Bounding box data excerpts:
* * *

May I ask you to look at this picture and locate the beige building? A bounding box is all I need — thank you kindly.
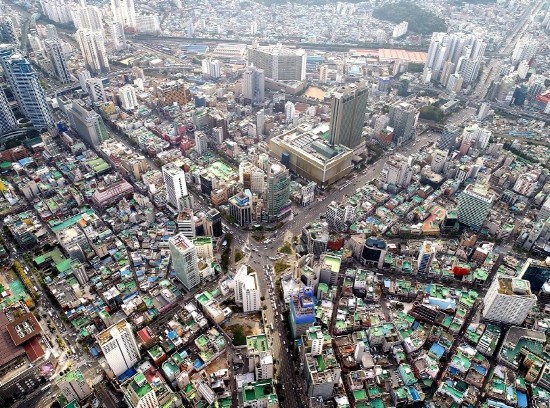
[269,125,353,188]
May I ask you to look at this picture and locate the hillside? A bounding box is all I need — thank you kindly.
[372,1,447,34]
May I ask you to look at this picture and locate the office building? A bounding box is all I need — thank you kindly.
[482,274,537,326]
[380,154,413,187]
[76,68,92,92]
[248,44,307,81]
[86,78,107,103]
[118,84,139,111]
[269,125,353,188]
[329,82,368,149]
[168,233,201,291]
[110,21,128,51]
[285,101,296,124]
[44,40,72,84]
[96,320,140,377]
[204,208,223,237]
[0,89,18,134]
[457,184,495,229]
[360,237,387,269]
[40,0,72,24]
[266,161,291,221]
[325,201,357,232]
[437,124,459,151]
[233,264,262,313]
[162,163,187,212]
[288,286,315,339]
[418,241,436,273]
[202,58,221,79]
[477,102,491,120]
[75,28,109,73]
[69,99,109,147]
[70,1,103,32]
[389,102,418,145]
[111,0,139,29]
[243,66,265,104]
[0,44,54,129]
[512,38,539,64]
[56,370,92,402]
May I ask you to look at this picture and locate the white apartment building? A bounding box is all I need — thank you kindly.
[162,163,187,212]
[234,264,261,313]
[168,233,201,290]
[118,84,139,110]
[96,320,140,377]
[482,275,537,326]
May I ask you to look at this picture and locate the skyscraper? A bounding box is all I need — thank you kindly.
[0,89,17,134]
[482,274,537,326]
[168,233,201,290]
[267,162,291,221]
[243,66,265,104]
[44,40,72,84]
[248,44,307,81]
[438,124,459,150]
[162,163,187,212]
[69,99,109,146]
[389,102,418,145]
[457,184,495,229]
[96,320,140,377]
[329,82,368,149]
[0,44,54,129]
[75,28,109,72]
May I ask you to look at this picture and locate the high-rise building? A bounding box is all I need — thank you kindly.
[76,68,92,92]
[75,28,109,72]
[243,66,265,104]
[69,99,109,147]
[477,102,491,120]
[397,77,411,97]
[285,101,296,123]
[0,89,18,135]
[111,0,138,29]
[512,38,539,64]
[482,274,537,326]
[96,320,140,377]
[234,264,261,313]
[168,233,201,290]
[288,286,315,339]
[0,44,54,129]
[110,21,128,51]
[389,102,418,145]
[457,184,495,229]
[248,44,307,81]
[118,84,139,110]
[418,241,436,273]
[0,16,19,45]
[162,163,187,212]
[40,0,72,24]
[71,1,103,32]
[266,161,291,221]
[329,82,368,149]
[44,40,72,84]
[56,370,92,402]
[202,58,221,79]
[86,78,107,103]
[437,124,459,151]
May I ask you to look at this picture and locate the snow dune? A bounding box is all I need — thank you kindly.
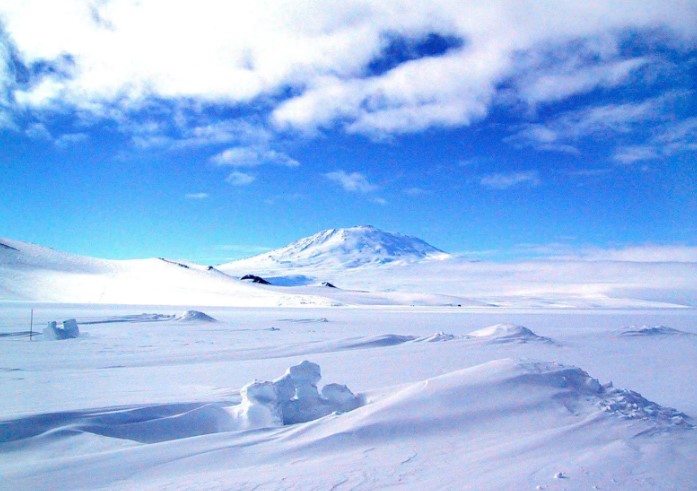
[468,324,553,343]
[0,359,697,489]
[0,239,331,307]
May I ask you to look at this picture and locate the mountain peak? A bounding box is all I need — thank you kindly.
[220,225,447,268]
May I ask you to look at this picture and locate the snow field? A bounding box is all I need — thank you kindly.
[0,304,697,489]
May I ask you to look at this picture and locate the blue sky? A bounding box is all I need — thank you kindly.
[0,1,697,263]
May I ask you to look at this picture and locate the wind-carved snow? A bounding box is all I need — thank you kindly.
[43,319,80,341]
[620,326,690,337]
[467,324,554,343]
[221,225,450,270]
[174,310,217,322]
[230,361,360,429]
[513,362,693,428]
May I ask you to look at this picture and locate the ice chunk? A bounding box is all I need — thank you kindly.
[43,319,80,340]
[230,361,360,429]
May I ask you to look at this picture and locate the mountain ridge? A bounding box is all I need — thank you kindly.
[219,225,451,270]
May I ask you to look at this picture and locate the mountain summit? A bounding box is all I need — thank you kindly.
[221,225,449,269]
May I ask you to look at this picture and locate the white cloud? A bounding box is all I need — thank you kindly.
[211,147,300,167]
[402,187,430,198]
[518,58,649,105]
[225,172,256,186]
[613,145,661,164]
[613,118,697,164]
[53,133,89,148]
[0,0,697,137]
[479,171,540,190]
[506,92,685,153]
[184,193,208,200]
[579,245,697,263]
[24,123,53,140]
[324,170,379,193]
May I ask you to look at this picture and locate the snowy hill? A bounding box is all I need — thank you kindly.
[0,233,697,309]
[0,239,331,306]
[220,225,449,271]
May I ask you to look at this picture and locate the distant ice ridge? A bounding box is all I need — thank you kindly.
[515,362,693,428]
[174,310,217,322]
[43,319,80,340]
[468,324,554,343]
[620,326,690,337]
[228,361,360,430]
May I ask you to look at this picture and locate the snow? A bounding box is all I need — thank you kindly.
[0,303,697,490]
[0,231,697,309]
[620,326,688,336]
[0,227,697,490]
[43,319,80,341]
[467,324,552,343]
[174,310,216,322]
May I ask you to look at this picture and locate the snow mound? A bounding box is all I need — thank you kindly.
[468,324,553,343]
[414,331,457,343]
[515,362,692,427]
[341,334,417,349]
[43,319,80,341]
[230,361,360,429]
[620,326,689,337]
[174,310,218,322]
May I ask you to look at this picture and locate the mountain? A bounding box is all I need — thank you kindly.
[0,238,331,307]
[219,225,450,271]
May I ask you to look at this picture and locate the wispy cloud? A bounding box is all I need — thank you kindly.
[561,245,697,263]
[184,193,208,200]
[24,123,53,140]
[506,93,680,153]
[53,132,89,148]
[211,147,300,167]
[479,171,541,190]
[613,118,697,164]
[324,170,379,193]
[402,187,430,198]
[0,0,697,138]
[225,172,256,186]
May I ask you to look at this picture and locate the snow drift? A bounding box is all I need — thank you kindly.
[468,324,553,343]
[0,359,697,489]
[174,310,217,322]
[43,319,80,341]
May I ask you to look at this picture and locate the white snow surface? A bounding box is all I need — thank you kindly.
[0,233,697,309]
[467,324,552,343]
[0,303,697,490]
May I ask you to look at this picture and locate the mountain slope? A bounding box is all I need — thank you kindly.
[0,239,331,306]
[219,225,449,271]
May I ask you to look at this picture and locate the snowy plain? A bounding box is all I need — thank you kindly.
[0,303,697,489]
[0,229,697,490]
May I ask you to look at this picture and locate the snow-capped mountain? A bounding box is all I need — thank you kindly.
[220,225,450,271]
[0,238,331,306]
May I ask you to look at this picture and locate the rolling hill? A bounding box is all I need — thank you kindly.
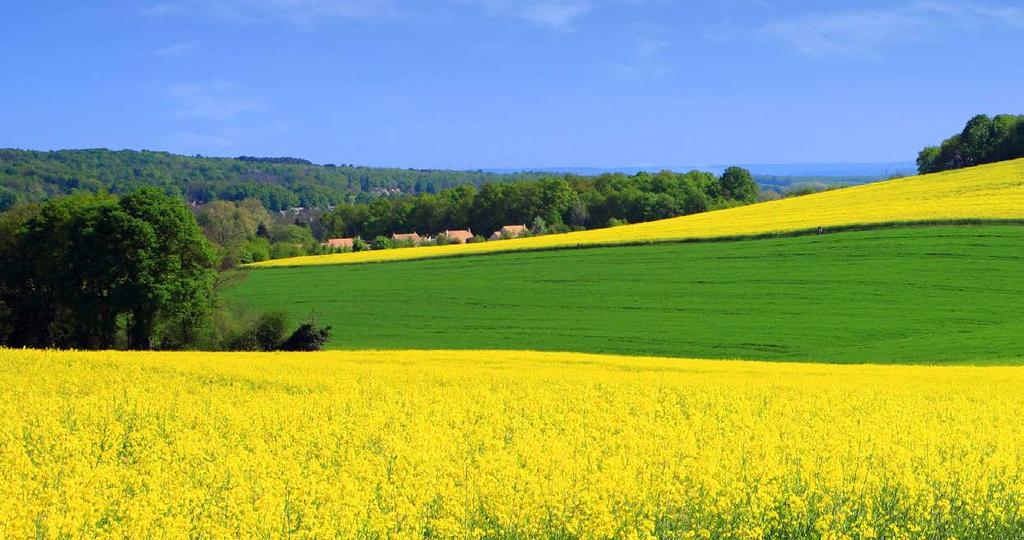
[245,159,1024,267]
[226,225,1024,364]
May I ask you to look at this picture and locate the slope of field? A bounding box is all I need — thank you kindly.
[252,159,1024,267]
[226,225,1024,363]
[0,349,1024,539]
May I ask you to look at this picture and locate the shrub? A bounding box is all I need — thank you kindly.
[224,311,288,350]
[278,321,331,351]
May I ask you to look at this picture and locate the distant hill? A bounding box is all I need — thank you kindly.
[245,159,1024,266]
[0,149,549,211]
[483,161,916,184]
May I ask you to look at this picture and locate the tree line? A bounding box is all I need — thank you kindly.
[918,115,1024,174]
[0,149,544,211]
[318,167,759,239]
[0,189,330,350]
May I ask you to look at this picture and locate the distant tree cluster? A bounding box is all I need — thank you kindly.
[0,150,543,211]
[918,115,1024,174]
[319,167,759,239]
[196,199,322,269]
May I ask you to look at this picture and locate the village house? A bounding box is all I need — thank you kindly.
[487,225,528,240]
[441,230,473,244]
[391,233,423,246]
[322,238,353,249]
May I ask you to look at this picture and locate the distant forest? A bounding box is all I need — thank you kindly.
[319,167,759,239]
[918,115,1024,174]
[0,150,549,211]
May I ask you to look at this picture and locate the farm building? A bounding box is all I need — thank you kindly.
[323,238,352,249]
[442,230,473,244]
[391,233,423,246]
[487,225,527,240]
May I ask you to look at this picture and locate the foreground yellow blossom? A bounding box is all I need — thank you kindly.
[0,349,1024,538]
[249,159,1024,267]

* * *

SET PROBLEM:
Collect every line above that contains the word "snowy", and copy each one in full.

ANSWER TO THE EXERCISE:
May I ask you to look at this picture and locate the snowy hill? A bounding box is all I need — thank you kindly.
May I ask you to look at this picture and locate the snowy plain? A bounding box is all I need — thank you kindly.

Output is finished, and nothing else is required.